EXERCISE TASK –
Render every line from the one containing "Return the polygon of every instance of the cow's brown" down to the one containing "144L197 144L196 139L232", both included, as a Markdown table with columns Row and Line, one row per line and blank lines omitted.

PROVIDED INFORMATION –

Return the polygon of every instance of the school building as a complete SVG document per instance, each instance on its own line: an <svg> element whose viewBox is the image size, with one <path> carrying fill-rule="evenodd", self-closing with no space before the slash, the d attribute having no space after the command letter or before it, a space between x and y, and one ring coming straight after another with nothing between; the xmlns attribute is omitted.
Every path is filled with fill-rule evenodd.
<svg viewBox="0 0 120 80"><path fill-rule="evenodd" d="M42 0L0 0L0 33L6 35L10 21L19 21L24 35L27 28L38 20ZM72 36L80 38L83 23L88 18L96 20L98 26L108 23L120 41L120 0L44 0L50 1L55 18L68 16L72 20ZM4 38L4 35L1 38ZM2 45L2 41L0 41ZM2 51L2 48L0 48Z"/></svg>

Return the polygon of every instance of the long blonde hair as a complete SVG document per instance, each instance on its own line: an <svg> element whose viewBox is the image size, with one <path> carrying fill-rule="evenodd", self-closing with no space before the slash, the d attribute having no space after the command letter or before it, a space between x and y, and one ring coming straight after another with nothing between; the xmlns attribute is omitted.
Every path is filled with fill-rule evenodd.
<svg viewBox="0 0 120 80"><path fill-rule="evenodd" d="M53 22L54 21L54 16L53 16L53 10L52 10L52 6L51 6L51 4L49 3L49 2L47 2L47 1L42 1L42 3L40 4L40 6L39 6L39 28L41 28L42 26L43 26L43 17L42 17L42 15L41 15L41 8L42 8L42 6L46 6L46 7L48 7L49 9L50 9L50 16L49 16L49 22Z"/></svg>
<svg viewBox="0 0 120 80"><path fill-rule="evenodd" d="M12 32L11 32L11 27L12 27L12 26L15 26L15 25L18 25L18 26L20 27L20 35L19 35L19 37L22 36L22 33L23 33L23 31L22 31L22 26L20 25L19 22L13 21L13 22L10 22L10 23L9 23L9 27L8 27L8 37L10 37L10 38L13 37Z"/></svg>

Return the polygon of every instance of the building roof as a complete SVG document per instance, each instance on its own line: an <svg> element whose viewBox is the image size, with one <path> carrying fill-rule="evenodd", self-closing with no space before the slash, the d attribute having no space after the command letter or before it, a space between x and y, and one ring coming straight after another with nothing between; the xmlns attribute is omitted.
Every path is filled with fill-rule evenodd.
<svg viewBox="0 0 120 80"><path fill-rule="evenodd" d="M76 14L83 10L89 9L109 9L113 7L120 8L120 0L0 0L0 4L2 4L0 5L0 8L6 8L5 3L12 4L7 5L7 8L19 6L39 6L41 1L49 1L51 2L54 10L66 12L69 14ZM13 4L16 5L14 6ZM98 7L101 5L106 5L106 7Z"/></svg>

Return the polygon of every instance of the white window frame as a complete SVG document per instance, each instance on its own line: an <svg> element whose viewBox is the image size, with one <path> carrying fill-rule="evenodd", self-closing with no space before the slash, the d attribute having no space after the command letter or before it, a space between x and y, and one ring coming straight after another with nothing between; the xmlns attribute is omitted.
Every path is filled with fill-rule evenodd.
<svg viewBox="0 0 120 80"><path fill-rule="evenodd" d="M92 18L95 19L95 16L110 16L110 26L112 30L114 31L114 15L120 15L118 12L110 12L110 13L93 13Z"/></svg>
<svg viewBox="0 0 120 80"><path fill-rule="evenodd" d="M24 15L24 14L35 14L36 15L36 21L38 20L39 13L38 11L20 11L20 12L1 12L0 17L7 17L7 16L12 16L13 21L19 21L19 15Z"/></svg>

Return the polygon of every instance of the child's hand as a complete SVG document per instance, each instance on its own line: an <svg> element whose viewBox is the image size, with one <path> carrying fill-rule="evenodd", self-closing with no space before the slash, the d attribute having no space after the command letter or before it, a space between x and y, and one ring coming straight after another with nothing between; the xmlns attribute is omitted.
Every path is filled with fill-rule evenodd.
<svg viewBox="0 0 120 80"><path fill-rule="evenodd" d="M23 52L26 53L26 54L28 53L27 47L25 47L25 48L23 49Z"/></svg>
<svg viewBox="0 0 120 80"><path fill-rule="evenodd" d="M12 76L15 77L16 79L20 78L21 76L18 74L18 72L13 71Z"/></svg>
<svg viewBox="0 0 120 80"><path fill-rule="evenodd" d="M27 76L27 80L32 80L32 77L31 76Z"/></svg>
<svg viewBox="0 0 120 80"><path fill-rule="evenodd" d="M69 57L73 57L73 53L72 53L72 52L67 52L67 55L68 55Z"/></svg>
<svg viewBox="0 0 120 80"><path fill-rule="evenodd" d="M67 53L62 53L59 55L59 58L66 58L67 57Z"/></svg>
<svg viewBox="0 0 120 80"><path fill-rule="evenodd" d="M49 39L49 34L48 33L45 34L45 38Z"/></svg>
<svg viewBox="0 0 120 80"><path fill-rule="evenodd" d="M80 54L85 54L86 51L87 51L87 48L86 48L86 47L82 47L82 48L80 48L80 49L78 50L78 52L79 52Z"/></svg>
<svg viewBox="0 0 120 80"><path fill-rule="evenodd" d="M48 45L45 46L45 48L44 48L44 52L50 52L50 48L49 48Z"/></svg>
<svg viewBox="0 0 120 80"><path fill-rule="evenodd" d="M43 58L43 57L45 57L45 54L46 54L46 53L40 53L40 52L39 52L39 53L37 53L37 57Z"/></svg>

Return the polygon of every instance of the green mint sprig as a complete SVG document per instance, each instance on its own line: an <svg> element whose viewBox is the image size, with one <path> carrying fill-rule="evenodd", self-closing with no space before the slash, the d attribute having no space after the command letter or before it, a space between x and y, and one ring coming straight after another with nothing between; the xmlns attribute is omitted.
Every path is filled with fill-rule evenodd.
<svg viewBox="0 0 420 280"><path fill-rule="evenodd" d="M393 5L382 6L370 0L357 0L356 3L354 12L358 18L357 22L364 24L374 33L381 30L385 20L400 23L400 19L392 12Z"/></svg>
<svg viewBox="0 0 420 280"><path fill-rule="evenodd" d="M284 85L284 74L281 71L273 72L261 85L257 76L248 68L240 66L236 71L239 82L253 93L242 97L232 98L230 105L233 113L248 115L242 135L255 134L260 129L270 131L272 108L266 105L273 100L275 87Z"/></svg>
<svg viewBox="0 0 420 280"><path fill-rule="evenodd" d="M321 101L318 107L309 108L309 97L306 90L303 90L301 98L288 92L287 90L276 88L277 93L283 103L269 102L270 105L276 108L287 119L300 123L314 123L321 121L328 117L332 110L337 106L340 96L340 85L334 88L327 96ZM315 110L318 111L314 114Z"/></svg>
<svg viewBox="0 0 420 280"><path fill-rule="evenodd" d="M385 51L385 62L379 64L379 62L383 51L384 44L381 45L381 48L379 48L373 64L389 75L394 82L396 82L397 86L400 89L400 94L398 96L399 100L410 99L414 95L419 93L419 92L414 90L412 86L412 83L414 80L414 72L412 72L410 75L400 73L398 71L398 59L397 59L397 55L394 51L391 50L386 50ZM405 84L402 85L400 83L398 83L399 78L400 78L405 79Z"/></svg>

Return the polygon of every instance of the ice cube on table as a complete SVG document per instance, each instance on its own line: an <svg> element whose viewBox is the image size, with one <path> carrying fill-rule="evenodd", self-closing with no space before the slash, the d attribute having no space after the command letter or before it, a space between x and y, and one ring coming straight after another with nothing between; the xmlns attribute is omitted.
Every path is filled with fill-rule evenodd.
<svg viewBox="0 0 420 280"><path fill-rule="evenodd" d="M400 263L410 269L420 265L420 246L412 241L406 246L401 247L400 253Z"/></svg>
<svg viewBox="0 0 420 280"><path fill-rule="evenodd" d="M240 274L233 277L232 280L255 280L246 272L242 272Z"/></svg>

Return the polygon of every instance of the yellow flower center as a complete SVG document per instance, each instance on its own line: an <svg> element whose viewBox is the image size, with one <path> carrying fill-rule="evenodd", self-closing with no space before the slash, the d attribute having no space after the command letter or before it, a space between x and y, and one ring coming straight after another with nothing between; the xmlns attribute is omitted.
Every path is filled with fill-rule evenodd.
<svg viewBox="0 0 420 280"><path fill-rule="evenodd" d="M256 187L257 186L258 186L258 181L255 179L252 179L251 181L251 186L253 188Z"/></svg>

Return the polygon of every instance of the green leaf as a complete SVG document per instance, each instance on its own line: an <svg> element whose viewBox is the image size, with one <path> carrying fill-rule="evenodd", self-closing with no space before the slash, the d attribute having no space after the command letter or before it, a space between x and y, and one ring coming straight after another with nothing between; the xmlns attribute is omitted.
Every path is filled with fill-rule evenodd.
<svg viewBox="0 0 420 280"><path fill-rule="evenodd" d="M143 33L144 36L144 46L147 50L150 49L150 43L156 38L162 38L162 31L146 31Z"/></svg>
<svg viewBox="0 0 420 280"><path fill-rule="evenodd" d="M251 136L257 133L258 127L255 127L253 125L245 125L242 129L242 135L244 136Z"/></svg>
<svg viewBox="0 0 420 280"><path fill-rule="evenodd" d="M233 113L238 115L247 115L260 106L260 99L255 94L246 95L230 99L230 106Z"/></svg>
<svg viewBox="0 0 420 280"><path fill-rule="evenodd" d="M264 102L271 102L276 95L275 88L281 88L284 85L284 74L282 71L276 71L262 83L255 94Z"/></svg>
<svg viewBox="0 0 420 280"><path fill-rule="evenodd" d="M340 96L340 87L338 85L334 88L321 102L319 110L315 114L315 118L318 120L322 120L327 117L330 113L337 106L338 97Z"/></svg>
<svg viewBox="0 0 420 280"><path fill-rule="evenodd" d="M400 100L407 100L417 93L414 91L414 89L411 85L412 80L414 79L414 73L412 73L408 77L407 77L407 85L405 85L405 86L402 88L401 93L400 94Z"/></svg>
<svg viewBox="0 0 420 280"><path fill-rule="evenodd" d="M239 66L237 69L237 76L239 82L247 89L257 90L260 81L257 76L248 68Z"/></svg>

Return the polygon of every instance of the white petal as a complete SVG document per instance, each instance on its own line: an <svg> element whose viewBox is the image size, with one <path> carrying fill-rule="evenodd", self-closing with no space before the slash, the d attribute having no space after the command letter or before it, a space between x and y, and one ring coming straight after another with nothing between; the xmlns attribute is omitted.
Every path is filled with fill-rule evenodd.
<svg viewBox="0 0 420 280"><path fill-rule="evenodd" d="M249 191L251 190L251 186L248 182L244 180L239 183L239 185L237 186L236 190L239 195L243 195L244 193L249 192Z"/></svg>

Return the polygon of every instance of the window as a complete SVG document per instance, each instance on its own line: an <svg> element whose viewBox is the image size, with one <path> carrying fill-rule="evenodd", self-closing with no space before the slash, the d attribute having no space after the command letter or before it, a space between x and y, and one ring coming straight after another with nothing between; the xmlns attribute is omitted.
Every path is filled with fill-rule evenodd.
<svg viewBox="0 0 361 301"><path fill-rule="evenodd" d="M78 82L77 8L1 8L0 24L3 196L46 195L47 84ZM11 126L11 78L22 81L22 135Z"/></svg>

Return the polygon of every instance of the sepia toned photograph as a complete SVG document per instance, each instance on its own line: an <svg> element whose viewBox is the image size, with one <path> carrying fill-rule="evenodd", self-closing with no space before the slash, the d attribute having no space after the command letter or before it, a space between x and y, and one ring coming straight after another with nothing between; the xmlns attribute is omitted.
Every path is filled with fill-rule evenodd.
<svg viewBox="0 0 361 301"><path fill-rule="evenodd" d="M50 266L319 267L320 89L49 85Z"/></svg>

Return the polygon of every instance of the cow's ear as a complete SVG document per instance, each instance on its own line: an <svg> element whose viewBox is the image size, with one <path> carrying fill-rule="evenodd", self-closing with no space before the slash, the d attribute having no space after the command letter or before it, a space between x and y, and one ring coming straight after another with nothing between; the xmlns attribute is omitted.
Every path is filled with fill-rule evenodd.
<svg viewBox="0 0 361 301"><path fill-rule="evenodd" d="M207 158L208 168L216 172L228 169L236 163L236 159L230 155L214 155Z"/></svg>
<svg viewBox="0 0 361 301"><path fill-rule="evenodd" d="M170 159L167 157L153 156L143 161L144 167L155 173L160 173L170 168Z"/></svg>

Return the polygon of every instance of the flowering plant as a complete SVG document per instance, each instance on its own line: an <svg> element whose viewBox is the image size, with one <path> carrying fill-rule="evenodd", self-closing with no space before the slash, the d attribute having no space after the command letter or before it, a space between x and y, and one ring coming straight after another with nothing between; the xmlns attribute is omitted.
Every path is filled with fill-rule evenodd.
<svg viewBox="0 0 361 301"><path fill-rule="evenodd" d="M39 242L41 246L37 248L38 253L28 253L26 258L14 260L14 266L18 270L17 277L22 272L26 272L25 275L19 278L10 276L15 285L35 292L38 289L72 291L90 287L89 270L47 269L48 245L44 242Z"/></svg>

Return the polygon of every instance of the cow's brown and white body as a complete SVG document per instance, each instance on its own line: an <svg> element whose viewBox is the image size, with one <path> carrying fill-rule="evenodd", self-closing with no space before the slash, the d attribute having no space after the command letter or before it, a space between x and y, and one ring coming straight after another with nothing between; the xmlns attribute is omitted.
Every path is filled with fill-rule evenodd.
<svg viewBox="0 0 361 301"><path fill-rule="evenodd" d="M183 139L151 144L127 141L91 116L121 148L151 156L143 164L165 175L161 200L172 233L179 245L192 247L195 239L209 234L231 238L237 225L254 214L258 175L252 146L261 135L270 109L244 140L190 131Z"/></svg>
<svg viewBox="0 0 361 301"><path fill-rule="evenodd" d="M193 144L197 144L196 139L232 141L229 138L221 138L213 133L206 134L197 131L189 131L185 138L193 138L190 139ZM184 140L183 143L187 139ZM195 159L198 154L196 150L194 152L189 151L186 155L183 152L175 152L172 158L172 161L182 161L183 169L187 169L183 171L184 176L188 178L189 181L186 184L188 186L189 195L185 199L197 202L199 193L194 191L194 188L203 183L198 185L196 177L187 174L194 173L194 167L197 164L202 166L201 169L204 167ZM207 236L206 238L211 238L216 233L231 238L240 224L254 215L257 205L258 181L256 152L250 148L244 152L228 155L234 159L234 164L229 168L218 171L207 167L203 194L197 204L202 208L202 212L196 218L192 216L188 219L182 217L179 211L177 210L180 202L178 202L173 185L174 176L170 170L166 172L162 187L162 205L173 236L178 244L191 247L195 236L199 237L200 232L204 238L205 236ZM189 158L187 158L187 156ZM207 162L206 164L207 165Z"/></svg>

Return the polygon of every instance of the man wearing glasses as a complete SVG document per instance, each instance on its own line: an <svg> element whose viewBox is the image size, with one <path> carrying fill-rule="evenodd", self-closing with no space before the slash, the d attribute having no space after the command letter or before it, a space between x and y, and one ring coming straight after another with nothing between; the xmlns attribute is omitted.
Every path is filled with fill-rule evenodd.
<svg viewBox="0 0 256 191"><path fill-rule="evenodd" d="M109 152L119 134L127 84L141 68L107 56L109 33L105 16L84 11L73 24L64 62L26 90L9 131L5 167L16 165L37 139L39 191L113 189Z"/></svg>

ANSWER TO THIS EXERCISE –
| Row | Line |
|---|---|
| 1 | Return the polygon of every instance of the cow's brown and white body as a complete SVG document per instance, each instance on its own line: an <svg> element whose viewBox is the image size, with one <path> carrying fill-rule="evenodd", self-closing with no space before the slash, the d attribute having no space after the command letter or before it, a space between x and y, and one ring coming straight after another with nothing between; the xmlns attribute is omitted. |
| 2 | Every path is filled with fill-rule evenodd. |
| 3 | <svg viewBox="0 0 361 301"><path fill-rule="evenodd" d="M183 139L151 144L127 141L91 116L121 148L151 156L143 164L165 175L161 200L172 233L179 245L192 247L195 239L209 234L231 238L237 225L254 214L258 175L252 146L261 135L270 109L244 140L190 131Z"/></svg> |
| 4 | <svg viewBox="0 0 361 301"><path fill-rule="evenodd" d="M193 144L197 144L196 139L232 141L229 138L221 138L213 133L206 134L197 131L189 131L185 138L193 138L190 139ZM184 140L183 143L187 139ZM195 159L198 154L196 150L194 152L189 151L186 155L183 152L175 152L172 158L172 161L182 161L183 169L187 169L183 171L184 176L188 178L189 181L186 184L188 186L189 195L185 199L197 202L199 193L194 191L194 188L203 183L198 185L196 177L187 174L194 173L194 167L197 164L202 166L201 169L204 167ZM207 236L206 238L211 238L216 233L231 238L240 224L254 215L257 205L258 181L256 152L250 148L244 152L228 155L234 159L234 164L229 168L218 171L207 167L203 194L197 204L202 208L202 212L196 218L192 216L188 219L182 217L179 211L177 210L180 202L178 202L173 185L174 176L170 170L166 172L162 187L162 205L173 236L178 244L191 247L195 236L199 237L200 232L204 238L205 236ZM189 158L187 158L187 156ZM207 162L206 164L207 165Z"/></svg> |